=== Available records ===
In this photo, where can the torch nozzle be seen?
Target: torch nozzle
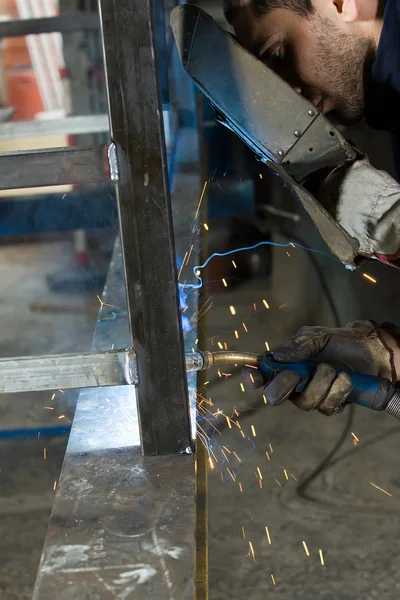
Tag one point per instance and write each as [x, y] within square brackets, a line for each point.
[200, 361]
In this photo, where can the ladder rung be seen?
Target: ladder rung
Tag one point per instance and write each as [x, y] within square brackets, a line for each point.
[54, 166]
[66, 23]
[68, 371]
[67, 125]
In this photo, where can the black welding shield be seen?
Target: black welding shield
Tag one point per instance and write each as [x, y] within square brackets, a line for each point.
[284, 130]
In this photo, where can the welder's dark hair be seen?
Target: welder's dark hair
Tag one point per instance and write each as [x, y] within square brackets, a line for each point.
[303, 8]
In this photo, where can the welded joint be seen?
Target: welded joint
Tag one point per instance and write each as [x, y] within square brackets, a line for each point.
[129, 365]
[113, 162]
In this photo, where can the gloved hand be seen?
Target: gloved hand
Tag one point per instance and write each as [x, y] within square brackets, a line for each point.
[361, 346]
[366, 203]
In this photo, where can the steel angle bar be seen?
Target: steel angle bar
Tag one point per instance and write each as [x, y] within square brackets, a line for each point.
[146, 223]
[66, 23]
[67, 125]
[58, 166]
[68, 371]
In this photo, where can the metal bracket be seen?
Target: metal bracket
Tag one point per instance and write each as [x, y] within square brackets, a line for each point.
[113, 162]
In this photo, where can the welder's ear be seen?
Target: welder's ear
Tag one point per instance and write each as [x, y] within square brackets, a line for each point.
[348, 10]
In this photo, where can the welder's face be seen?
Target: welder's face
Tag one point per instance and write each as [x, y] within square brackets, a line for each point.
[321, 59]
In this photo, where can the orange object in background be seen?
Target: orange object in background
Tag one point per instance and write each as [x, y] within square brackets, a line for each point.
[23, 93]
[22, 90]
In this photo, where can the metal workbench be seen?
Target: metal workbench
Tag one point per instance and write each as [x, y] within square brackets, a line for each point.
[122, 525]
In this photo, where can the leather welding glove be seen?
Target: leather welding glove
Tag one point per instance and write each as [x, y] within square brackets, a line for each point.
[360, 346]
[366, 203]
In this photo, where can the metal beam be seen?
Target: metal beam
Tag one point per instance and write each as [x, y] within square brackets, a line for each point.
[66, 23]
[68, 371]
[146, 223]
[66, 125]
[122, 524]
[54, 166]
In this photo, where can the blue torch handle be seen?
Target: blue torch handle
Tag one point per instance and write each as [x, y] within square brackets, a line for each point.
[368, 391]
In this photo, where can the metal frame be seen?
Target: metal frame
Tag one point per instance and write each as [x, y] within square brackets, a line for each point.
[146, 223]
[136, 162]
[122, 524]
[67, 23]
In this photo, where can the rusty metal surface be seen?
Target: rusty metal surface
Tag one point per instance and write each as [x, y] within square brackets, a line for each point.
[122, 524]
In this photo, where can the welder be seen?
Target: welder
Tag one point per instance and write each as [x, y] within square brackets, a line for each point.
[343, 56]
===
=== Available records ===
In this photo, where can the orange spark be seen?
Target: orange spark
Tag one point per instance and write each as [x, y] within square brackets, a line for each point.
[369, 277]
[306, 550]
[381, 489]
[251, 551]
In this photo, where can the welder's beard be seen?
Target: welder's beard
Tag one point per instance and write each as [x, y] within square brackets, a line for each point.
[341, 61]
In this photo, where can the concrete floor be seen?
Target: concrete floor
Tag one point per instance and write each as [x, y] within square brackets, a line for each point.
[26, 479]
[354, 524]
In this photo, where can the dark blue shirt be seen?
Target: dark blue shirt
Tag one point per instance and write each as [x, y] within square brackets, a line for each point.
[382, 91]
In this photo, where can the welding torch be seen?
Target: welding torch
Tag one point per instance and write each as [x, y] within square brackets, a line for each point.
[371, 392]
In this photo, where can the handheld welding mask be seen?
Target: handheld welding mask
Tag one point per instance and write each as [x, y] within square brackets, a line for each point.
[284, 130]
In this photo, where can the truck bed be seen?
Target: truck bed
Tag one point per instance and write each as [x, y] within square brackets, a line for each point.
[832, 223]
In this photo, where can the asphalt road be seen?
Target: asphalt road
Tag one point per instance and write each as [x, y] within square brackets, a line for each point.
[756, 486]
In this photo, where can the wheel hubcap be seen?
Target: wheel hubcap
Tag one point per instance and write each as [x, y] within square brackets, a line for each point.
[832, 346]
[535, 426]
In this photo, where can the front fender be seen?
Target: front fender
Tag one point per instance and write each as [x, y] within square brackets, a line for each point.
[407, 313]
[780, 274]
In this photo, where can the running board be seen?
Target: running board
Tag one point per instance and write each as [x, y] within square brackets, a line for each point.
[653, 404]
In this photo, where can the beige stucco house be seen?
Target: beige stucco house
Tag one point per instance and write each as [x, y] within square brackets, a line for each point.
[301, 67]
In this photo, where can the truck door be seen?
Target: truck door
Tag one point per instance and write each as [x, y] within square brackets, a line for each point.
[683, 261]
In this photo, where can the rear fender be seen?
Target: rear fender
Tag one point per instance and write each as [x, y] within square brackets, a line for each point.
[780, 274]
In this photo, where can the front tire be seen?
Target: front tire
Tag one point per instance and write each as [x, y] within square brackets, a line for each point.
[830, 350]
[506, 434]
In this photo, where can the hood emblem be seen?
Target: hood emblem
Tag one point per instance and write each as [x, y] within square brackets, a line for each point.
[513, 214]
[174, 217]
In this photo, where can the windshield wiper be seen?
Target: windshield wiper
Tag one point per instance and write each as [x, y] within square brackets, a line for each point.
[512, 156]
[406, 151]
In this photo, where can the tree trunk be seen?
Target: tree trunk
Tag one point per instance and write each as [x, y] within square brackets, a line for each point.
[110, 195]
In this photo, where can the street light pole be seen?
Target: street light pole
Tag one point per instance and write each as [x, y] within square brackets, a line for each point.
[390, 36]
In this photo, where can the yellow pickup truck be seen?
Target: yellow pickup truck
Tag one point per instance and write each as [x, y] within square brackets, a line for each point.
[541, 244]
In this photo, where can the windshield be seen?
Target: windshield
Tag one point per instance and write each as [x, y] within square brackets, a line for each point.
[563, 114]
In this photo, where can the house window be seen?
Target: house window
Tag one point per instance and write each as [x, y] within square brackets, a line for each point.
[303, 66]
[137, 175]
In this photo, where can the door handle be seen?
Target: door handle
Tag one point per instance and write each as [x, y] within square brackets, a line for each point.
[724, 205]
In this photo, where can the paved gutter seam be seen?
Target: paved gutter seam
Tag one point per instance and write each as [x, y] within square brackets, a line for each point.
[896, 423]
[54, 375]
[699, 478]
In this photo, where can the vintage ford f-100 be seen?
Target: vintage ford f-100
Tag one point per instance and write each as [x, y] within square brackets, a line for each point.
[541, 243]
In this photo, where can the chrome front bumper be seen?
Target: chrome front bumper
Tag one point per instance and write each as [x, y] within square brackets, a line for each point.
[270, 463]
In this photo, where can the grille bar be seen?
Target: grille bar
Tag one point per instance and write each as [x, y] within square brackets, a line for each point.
===
All lines of the listing that contain the word "tire" should be copied out.

Problem solution
In this photo, where can the front tire be seen?
Target: front tire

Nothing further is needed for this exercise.